Fitting random variables is required so that we can inspect and use the parametric fits in the web application.
A dataset that ought to be published needs to contain these.
Metrics As Scores can fit more than ~$120$ random variables, of which ~$20$ are discrete.
The Iris dataset only has real-valued (continuous) features, so we will limit ourselves to continuous random variables.

In [21]:
from typing import Any
from nptyping import Float, NDArray, Shape
from metrics_as_scores.distribution.fitting import FitterPymoo
from metrics_as_scores.distribution.distribution import DistTransform
from metrics_as_scores.data.pregenerate_fit import get_data_tuple
from metrics_as_scores.data.pregenerate_distns import generate_parametric_fits
from scipy.stats._distn_infrastructure import rv_generic
from joblib import Parallel, delayed
from tqdm import tqdm


def get_data_tuples(dist_transform: DistTransform, continuous: bool) -> tuple[dict[str, float], dict[str, NDArray[Shape["*"], Float]]]:
        """
        This function helps us to prepare all combinations of data that are required
        for fitting. It was mainly taken from cli/FitParametric::_get_data_tuples(..),
        so please go there if you need to know more.
        """
        res = Parallel(n_jobs=-1)(delayed(get_data_tuple)(ds=dataset_mas, qtype=qtype, dist_transform=dist_transform, continuous_transform=continuous) for qtype in tqdm(dataset_mas.quantity_types))
        data_dict = dict([(item[0], item[1]) for sublist in res for item in sublist])
        transform_values_dict = dict([(item[0], item[2]) for sublist in res for item in sublist])
        return (transform_values_dict, data_dict)

Stored data –
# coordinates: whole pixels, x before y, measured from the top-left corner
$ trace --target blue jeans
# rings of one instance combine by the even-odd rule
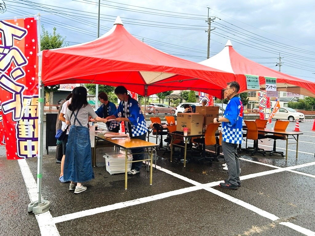
[[[130,137],[131,138],[138,138],[141,140],[146,141],[146,132],[144,134],[140,136],[136,136],[134,137]],[[132,153],[138,153],[139,152],[144,152],[144,148],[136,148],[134,149],[131,149]],[[143,160],[144,159],[144,153],[141,153],[139,154],[133,154],[132,158],[133,160]],[[131,170],[135,169],[136,171],[139,171],[141,169],[142,166],[142,161],[138,161],[137,162],[133,162],[131,165]]]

Tasks to perform –
**A.** In the excerpt on fitting random variables, turn the paragraph that begins "Fitting random variables is required" into a short bulleted list that keeps its main facts.
**B.** Summarize the excerpt on fitting random variables in two sentences.
**C.** Quote the excerpt on fitting random variables word for word, starting at "This function helps" and ending at "return (transform_values_dict, data_dict)".

Solution set –
**A.**
- Random variables must be fitted so the parametric fits can be inspected and used in the web application.
- A dataset meant for publication needs to include these fits.
- Metrics As Scores can fit more than about 120 random variables, about 20 of them discrete.
- The Iris dataset has only real-valued (continuous) features, so only continuous random variables are used.

**B.** Random variables are fitted so that parametric fits can be inspected and used in the web application, and because the Iris dataset has only continuous features, only continuous random variables are considered among the more than 120 that Metrics As Scores can fit. The code defines get_data_tuples, which prepares all combinations of data required for fitting by running get_data_tuple in parallel over the dataset's quantity types and returning a dictionary of transform values and a dictionary of data.

**C.**
This function helps us to prepare all combinations of data that are required
        for fitting. It was mainly taken from cli/FitParametric::_get_data_tuples(..),
        so please go there if you need to know more.
        """
        res = Parallel(n_jobs=-1)(delayed(get_data_tuple)(ds=dataset_mas, qtype=qtype, dist_transform=dist_transform, continuous_transform=continuous) for qtype in tqdm(dataset_mas.quantity_types))
        data_dict = dict([(item[0], item[1]) for sublist in res for item in sublist])
        transform_values_dict = dict([(item[0], item[2]) for sublist in res for item in sublist])
        return (transform_values_dict, data_dict)